:: Quelle ::
□ □ □ □ □ □ □
Der pensionierte Tierarzt und passionierte Literat verfasste das Hörspiel, das auch ein Schauspiel sein könnte, in den siebziger Jahren. Titel: „Wie Mann es Macht.“ Eindringlich und in exemplarischer Logik thematisiert der 1937 in Schlaiten geborene Autor die Entstehung von Totalitarismus, der am Ende in Krieg mündet.

Inszeniert wurde Pedarnigs Stück von Stefan Hackl. Der ORF sendete es nicht (Pedarnig: „Vermutlich, weil es keine ORF-Eigenproduktion war“), als Schulbuch-CD wurde es knapp vor Produktionsbeginn wieder gestoppt und auch im Literaturhaus in Innsbruck blieb Pedarnigs Parabel eineinhalb Jahre unbeachtet liegen.

Jetzt feiert das Stück auf dolomitenstadt.at Premiere. Wir werden damit erstmals zum „Radio“ und möchten künftig auch eine akustische Plattform für Literatur und Musik mit Osttiroler Wurzeln anbieten.
□ □ □ □ □ □ □
:: Gestellte Aufgabe 1 ::
Entscheide für jede der folgenden Aussagen, ob sie mit dem Text über Pedarnigs Hörspiel übereinstimmt, und belege jede Antwort mit ja oder nein und den entscheidenden Worten des Textes als wörtlichem Zitat. (a) Der Autor wurde 1937 in Schlaiten geboren. (b) Der ORF hat das Stück gesendet. (c) Stefan Hackl hat das Stück inszeniert.
:: Gestellte Aufgabe 2 ::
Wie lange blieb Pedarnigs Parabel laut dem Text über Pedarnigs Hörspiel im Literaturhaus in Innsbruck unbeachtet liegen?
:: Gestellte Aufgabe 3 ::
Führe den Text über Pedarnigs Hörspiel nach seinem letzten Satz weiter.
□ □ □ □ □ □ □
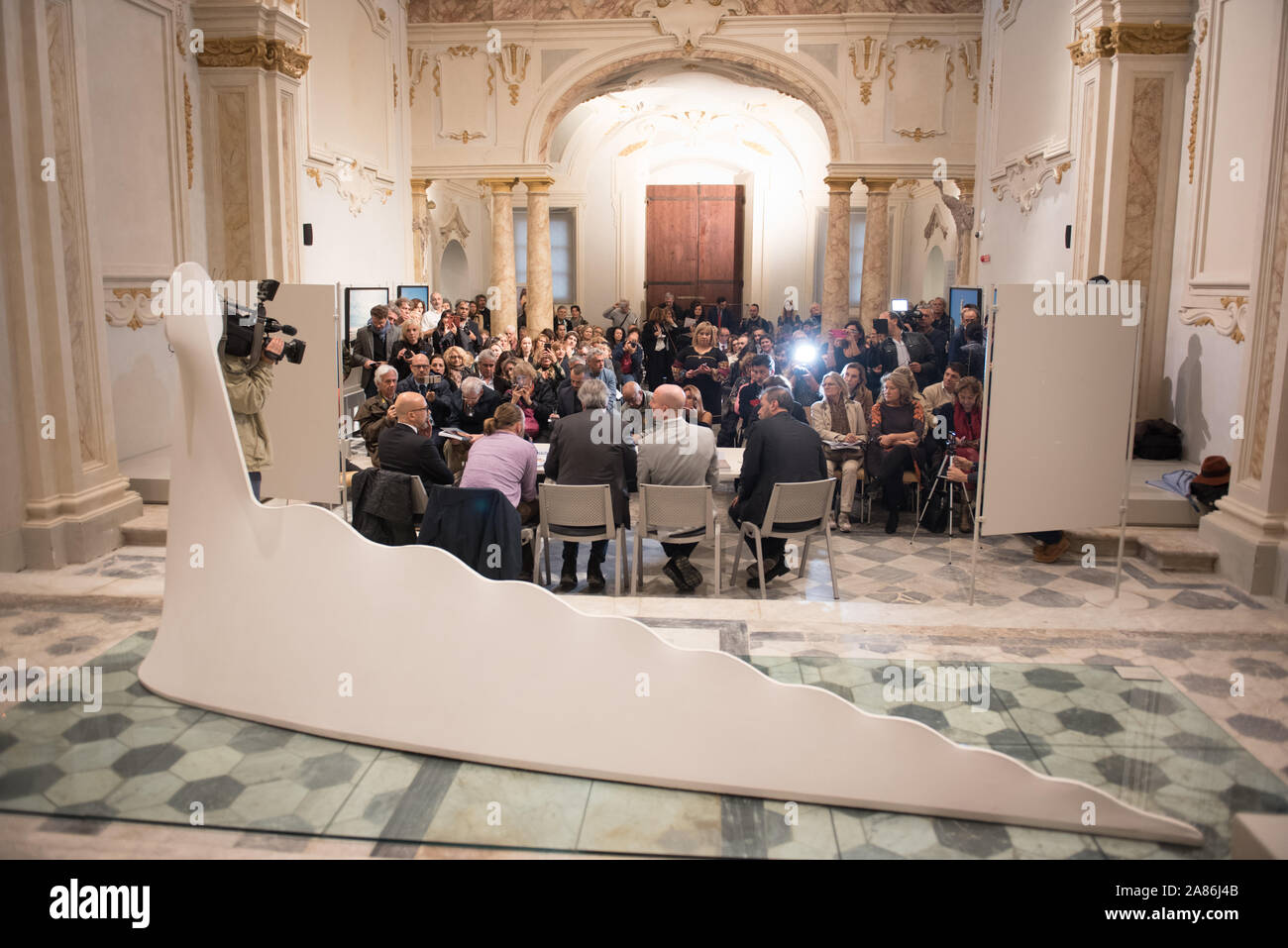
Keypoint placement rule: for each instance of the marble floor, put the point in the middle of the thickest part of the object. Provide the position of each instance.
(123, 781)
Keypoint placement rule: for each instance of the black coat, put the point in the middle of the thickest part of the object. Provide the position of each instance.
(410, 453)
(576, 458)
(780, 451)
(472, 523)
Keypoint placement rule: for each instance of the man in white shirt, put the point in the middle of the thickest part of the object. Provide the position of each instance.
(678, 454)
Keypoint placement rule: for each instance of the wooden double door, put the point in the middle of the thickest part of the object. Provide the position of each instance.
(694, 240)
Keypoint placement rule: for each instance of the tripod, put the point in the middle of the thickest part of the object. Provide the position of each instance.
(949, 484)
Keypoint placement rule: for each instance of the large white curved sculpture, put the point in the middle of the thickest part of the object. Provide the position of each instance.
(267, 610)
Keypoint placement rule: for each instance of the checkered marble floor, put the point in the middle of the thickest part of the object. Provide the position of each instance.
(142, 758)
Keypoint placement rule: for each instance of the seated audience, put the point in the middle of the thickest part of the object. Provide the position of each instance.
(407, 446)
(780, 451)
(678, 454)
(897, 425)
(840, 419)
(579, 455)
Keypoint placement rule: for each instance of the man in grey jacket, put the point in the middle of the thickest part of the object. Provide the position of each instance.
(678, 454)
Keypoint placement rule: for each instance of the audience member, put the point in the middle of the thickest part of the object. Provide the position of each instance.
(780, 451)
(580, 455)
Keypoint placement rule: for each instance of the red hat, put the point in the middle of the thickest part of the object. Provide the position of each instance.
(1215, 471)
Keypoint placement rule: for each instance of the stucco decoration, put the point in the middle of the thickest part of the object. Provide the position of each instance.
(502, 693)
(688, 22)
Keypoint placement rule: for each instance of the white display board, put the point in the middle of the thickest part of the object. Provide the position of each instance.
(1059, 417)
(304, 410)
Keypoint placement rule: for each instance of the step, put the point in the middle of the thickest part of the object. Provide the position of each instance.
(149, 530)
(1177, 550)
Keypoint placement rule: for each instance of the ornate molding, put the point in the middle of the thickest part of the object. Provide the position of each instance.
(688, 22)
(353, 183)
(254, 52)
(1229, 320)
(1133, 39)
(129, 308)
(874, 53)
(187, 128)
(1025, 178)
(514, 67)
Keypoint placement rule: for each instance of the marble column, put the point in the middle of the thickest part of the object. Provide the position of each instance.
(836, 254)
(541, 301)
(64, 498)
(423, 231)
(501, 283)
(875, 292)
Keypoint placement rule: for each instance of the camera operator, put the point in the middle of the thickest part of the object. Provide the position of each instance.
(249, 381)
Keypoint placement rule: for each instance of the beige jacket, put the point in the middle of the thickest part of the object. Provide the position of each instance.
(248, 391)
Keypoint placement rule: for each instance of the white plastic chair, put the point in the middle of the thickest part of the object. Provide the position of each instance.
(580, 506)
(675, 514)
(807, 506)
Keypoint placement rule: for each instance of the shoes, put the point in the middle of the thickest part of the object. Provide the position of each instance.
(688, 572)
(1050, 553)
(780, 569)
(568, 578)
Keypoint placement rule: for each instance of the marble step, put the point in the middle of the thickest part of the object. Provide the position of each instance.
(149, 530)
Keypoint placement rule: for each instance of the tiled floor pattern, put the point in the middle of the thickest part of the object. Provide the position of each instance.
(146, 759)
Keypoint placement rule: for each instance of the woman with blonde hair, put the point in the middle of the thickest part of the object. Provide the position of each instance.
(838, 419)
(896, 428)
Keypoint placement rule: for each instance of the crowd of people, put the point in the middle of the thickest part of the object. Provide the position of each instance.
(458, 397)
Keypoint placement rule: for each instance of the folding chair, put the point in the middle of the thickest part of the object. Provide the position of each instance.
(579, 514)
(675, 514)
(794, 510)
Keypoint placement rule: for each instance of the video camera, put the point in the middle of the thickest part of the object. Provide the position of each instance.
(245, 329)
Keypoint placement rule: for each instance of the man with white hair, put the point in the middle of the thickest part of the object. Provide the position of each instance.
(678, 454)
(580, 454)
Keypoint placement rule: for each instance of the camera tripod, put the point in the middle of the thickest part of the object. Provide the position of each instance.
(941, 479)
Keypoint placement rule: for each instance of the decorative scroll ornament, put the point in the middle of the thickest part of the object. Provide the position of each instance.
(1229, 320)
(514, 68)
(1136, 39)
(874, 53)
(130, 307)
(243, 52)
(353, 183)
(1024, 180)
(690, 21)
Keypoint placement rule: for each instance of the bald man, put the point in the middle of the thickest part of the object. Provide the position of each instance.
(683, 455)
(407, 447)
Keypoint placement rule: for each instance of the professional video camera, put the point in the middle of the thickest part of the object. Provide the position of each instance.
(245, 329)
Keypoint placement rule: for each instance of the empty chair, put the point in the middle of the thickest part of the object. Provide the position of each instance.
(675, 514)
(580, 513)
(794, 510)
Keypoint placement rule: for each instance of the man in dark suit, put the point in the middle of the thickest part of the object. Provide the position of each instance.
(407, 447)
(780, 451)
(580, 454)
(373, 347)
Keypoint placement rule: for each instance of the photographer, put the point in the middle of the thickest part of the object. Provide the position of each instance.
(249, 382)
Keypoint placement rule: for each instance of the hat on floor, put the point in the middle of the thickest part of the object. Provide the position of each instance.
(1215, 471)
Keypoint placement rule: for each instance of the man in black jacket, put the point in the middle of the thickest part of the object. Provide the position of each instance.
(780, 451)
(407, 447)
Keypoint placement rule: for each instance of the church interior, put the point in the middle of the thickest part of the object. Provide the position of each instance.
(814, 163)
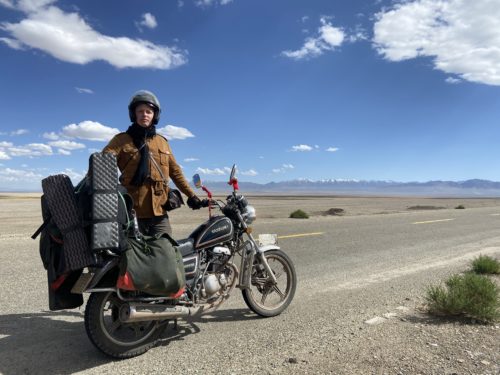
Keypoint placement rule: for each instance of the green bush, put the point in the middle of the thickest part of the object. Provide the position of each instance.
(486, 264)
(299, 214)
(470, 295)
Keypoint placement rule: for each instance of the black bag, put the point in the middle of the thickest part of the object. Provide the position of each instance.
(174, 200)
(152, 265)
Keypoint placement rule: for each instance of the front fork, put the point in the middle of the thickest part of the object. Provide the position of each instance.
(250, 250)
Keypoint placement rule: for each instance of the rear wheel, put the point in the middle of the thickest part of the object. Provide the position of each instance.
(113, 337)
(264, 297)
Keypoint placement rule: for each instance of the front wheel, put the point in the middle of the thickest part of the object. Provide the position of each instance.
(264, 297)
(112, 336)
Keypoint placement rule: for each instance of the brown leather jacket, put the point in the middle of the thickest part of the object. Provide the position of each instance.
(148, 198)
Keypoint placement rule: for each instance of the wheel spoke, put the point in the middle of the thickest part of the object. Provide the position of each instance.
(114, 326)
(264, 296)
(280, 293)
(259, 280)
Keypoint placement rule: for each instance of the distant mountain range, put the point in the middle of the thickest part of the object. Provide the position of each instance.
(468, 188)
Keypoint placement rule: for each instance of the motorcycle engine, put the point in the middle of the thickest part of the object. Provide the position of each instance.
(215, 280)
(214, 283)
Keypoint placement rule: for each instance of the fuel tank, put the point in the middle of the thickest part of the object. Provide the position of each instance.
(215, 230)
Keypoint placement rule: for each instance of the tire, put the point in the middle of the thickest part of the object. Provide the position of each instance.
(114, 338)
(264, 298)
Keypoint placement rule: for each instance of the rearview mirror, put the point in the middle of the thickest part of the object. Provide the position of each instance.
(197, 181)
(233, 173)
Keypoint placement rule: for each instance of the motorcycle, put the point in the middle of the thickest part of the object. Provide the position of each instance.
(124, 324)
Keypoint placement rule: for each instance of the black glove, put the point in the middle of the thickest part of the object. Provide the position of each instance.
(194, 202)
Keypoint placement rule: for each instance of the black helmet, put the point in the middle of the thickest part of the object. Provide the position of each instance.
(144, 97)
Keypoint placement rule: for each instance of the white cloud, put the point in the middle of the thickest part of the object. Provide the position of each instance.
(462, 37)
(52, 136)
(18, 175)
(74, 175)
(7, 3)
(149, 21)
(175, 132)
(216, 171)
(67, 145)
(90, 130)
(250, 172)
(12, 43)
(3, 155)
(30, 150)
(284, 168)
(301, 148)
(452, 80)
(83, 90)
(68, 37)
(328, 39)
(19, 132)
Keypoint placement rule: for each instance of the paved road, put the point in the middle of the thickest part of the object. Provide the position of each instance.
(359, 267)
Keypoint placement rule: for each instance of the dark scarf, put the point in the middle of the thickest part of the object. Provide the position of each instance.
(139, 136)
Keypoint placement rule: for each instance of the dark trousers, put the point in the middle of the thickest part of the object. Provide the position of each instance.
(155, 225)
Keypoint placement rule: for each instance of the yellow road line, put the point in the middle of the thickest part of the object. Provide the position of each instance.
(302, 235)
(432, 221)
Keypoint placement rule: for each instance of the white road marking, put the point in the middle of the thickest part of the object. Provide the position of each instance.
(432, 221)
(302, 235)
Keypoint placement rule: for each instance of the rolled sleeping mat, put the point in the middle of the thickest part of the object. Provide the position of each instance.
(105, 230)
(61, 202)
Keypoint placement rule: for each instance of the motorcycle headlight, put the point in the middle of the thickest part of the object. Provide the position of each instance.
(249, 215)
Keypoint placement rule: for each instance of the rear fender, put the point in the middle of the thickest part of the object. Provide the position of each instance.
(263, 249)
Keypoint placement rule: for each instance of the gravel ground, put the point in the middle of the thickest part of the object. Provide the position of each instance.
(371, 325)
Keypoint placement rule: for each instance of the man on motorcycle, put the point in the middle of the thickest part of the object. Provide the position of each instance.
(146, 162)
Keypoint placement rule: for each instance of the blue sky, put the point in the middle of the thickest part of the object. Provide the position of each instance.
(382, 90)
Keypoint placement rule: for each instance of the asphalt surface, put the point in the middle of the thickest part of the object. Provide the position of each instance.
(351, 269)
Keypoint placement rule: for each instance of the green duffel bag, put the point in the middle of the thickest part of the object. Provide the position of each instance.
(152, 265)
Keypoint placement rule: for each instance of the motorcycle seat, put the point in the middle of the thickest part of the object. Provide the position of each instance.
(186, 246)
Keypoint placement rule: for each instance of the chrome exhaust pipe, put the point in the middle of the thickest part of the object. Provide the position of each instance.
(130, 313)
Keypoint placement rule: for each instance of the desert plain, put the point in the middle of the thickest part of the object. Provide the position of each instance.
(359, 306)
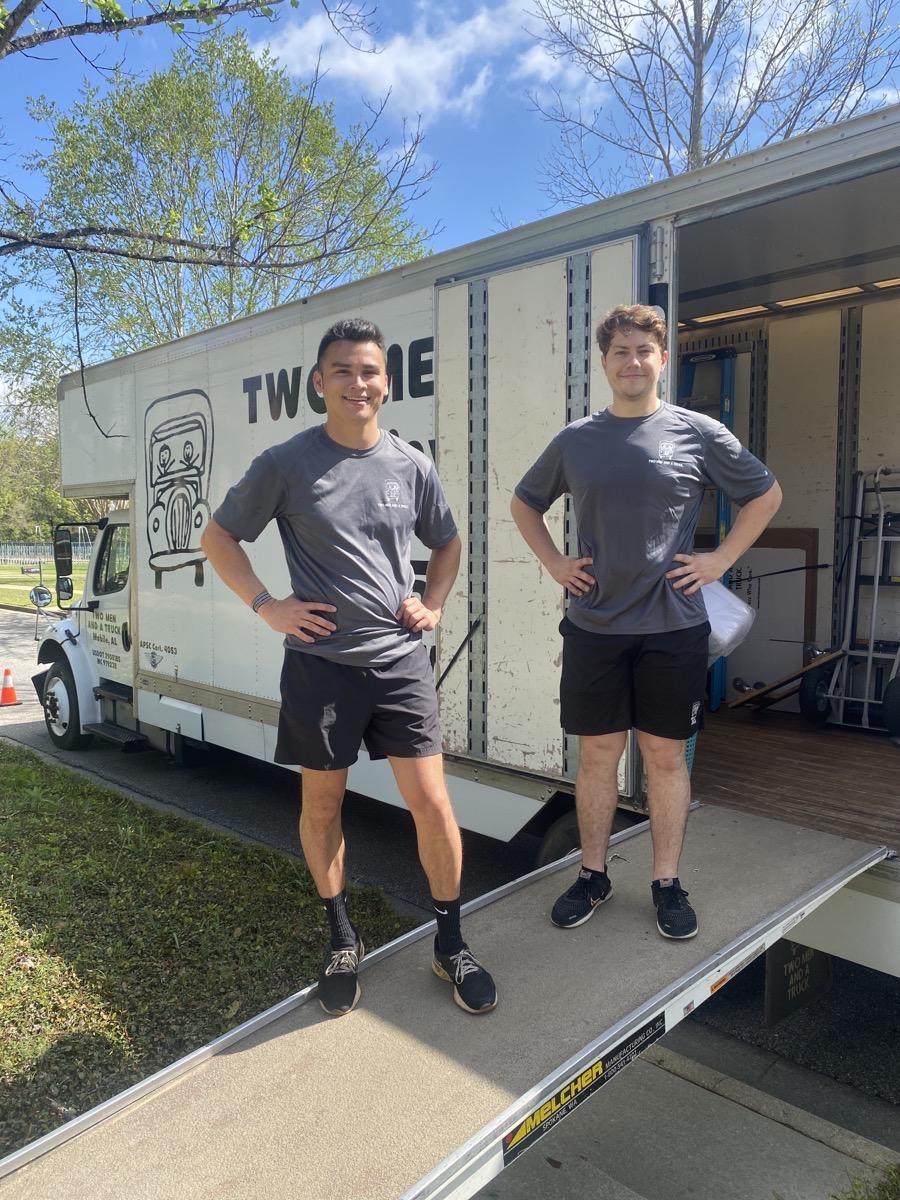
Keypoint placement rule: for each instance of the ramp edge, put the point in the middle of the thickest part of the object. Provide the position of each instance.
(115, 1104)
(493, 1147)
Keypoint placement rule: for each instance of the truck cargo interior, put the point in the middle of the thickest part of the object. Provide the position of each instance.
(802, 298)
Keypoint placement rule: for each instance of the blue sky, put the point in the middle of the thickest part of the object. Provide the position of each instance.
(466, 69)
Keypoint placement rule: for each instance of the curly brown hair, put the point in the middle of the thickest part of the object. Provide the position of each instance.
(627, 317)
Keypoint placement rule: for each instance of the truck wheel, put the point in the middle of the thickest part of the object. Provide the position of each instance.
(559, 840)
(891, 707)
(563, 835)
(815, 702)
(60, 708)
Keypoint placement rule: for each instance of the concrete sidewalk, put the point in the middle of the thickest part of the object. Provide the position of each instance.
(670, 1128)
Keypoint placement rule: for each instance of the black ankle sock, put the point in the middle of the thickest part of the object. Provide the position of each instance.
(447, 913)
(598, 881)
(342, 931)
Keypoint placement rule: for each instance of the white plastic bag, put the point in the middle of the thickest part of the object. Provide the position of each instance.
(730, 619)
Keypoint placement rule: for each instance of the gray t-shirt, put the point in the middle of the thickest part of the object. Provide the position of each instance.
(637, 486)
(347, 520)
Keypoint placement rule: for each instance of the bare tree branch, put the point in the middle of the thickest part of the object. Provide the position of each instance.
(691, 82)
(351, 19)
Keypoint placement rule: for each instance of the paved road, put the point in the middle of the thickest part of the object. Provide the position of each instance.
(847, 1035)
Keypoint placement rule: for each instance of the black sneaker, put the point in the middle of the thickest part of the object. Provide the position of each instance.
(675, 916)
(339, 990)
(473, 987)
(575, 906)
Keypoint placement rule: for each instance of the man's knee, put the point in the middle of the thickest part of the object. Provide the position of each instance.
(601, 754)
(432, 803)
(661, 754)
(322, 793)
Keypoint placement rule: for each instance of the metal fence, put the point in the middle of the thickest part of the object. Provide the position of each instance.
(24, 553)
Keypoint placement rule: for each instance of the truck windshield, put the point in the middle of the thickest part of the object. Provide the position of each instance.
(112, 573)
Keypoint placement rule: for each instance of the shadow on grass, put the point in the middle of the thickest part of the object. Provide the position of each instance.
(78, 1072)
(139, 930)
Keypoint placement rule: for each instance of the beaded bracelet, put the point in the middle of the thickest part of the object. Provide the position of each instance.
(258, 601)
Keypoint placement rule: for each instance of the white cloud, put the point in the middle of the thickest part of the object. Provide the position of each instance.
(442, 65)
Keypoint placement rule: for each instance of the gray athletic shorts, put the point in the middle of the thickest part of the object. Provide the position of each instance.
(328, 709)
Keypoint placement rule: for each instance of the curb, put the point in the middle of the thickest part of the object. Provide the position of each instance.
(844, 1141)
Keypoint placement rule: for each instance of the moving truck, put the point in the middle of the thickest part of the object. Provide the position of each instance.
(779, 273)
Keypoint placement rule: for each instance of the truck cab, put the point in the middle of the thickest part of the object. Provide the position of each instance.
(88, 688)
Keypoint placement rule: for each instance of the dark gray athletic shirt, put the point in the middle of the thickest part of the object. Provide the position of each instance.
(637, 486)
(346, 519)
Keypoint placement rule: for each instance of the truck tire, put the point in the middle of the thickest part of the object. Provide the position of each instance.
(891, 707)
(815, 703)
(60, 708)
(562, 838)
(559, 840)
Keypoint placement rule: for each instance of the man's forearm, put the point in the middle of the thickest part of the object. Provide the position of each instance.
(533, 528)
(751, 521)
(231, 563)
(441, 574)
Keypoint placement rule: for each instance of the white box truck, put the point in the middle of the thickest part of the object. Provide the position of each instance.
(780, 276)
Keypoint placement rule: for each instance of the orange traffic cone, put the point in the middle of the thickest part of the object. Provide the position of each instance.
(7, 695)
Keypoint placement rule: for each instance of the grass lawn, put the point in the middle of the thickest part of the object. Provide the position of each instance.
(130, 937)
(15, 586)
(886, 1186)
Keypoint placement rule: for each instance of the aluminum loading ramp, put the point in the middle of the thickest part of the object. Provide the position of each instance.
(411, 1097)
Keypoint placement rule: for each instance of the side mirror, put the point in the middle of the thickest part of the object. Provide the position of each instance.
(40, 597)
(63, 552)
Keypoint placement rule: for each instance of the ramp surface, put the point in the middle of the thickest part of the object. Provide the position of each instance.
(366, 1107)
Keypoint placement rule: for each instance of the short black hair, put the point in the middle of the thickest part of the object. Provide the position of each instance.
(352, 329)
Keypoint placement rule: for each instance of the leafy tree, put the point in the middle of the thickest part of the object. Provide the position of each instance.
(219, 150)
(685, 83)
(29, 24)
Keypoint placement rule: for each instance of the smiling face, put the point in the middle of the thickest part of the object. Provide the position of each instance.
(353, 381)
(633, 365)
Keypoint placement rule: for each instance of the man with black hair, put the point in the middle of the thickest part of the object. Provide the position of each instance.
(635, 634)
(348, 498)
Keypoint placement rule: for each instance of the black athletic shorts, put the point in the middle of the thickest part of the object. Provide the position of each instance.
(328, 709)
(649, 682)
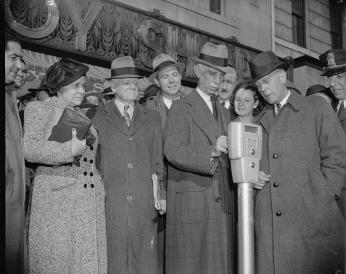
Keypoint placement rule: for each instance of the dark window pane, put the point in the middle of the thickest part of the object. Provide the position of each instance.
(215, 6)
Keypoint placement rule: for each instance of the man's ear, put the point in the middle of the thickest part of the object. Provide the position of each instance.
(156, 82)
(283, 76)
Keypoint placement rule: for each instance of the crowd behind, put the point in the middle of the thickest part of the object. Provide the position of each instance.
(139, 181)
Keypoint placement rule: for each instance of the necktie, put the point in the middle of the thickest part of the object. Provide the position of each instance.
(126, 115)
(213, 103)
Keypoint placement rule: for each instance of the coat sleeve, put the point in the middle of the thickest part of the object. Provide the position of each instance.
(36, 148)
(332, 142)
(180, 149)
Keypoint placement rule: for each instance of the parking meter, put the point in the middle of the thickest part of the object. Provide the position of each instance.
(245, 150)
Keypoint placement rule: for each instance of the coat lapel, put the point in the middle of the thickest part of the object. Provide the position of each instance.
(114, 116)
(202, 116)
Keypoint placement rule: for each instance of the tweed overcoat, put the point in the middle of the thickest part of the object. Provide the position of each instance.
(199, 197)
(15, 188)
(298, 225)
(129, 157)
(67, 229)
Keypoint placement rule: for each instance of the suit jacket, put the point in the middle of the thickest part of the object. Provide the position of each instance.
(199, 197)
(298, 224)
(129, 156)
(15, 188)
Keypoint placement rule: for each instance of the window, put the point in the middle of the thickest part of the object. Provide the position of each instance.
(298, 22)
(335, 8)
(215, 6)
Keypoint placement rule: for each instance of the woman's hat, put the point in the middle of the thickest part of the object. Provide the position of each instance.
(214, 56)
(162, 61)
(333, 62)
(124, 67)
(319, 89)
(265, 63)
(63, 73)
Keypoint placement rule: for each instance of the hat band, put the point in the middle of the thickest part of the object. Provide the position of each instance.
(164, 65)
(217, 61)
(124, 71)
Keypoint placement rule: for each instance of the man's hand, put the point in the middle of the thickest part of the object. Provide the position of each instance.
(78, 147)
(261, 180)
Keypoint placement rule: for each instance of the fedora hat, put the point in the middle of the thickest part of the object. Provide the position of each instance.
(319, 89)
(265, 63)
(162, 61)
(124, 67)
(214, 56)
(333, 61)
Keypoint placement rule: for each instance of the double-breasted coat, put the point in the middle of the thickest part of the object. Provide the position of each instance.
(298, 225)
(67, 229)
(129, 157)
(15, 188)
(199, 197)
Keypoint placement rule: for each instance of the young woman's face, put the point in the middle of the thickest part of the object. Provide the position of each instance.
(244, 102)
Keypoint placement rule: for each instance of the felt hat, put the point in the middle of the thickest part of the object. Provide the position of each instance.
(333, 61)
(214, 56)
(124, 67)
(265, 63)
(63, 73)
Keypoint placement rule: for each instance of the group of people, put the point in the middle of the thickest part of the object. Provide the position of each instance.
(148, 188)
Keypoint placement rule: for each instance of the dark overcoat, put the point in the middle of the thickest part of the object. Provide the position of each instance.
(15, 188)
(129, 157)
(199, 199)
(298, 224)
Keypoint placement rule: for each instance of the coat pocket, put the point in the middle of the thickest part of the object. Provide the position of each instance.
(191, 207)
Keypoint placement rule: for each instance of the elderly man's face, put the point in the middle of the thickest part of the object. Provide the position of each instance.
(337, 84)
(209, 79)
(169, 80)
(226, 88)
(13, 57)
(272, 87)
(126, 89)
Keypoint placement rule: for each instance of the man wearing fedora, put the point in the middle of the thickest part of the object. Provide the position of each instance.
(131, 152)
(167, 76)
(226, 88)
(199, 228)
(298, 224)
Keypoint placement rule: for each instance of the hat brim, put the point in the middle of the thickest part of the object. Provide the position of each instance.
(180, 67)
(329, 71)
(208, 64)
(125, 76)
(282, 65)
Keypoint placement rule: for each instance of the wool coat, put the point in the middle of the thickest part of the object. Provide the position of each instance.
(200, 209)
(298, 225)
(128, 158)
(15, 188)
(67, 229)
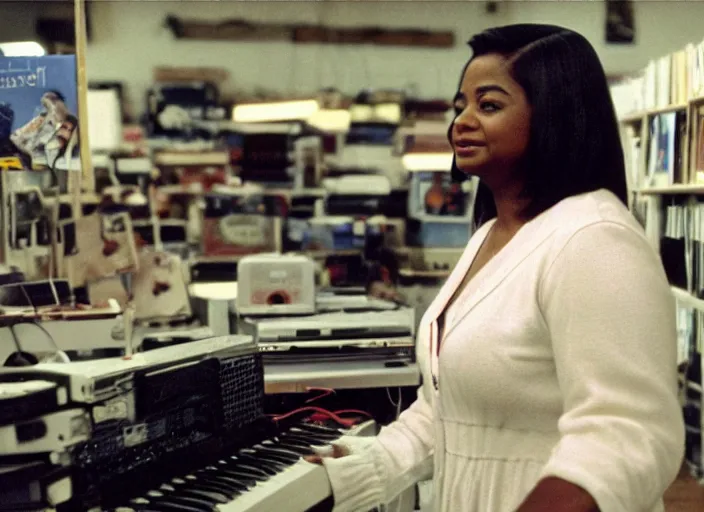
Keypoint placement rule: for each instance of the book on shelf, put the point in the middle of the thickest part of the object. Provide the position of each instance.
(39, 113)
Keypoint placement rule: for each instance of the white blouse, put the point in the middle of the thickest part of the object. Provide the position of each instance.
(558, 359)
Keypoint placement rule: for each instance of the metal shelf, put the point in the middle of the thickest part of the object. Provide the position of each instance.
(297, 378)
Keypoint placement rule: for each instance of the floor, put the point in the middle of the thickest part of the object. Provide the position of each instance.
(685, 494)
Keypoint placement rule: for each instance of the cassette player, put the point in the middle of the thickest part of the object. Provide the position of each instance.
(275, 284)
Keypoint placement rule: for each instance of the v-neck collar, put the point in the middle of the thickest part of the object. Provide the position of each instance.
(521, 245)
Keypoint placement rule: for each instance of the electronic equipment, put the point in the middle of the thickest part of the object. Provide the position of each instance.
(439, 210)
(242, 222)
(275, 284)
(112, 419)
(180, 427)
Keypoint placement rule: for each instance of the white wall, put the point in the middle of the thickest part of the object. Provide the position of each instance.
□ □ □ □ □ □ □
:: Ergebnis 1 ::
(a) Ja: „der 1937 in Schlaiten geborene Autor“
(b) Nein: „Der ORF sendete es nicht“
(c) Ja: „Inszeniert wurde Pedarnigs Stück von Stefan Hackl.“

:: Ergebnis 2 ::
Eineinhalb Jahre.

:: Ergebnis 3 ::
Zum Inhalt:

Vier Männer begegnen sich in der Wüste. Schnell wird klar, dass es typische Charaktere sind, überzeichnet, wie Karikaturen und genauso treffend. Der Anführer, die Mitläufer und der Kritiker, der sich nicht einordnet. Der Anführer schwört die Mitläufer ein, sie machen sich auf den Weg durch eine fiktive Wüste, die alles sein könnte, auch Österreich, Europa oder Osttirol – und treffen einen Fünften. Zwei Gruppen bilden sich und der Keim des Konflikts ist gelegt.

Wie schützt man Frieden und Freiheit? Durch Grenzen? Wie schafft man Loyalität? Wie baut man Feindbilder auf und Hierarchien? Während sich zumindest manche Figuren in Pedarnigs Stück diese Fragen stellen, eskaliert die Situation nach dem bekannten Muster. „Es ist die Logik der Machthaber, dass sie sich und dem Volk einreden, die ganze Kraft müsse für die Verteidigung ihres Besitzes aufgewendet werden, weil dann nicht mehr Raum und Zeit bleibt für die Frage, ob der Besitz auch rechtmäßig erworben wurde,“ lässt Pedarnig einen der Protagonisten sagen und damit ausdrücken, was heute aktueller ist denn je.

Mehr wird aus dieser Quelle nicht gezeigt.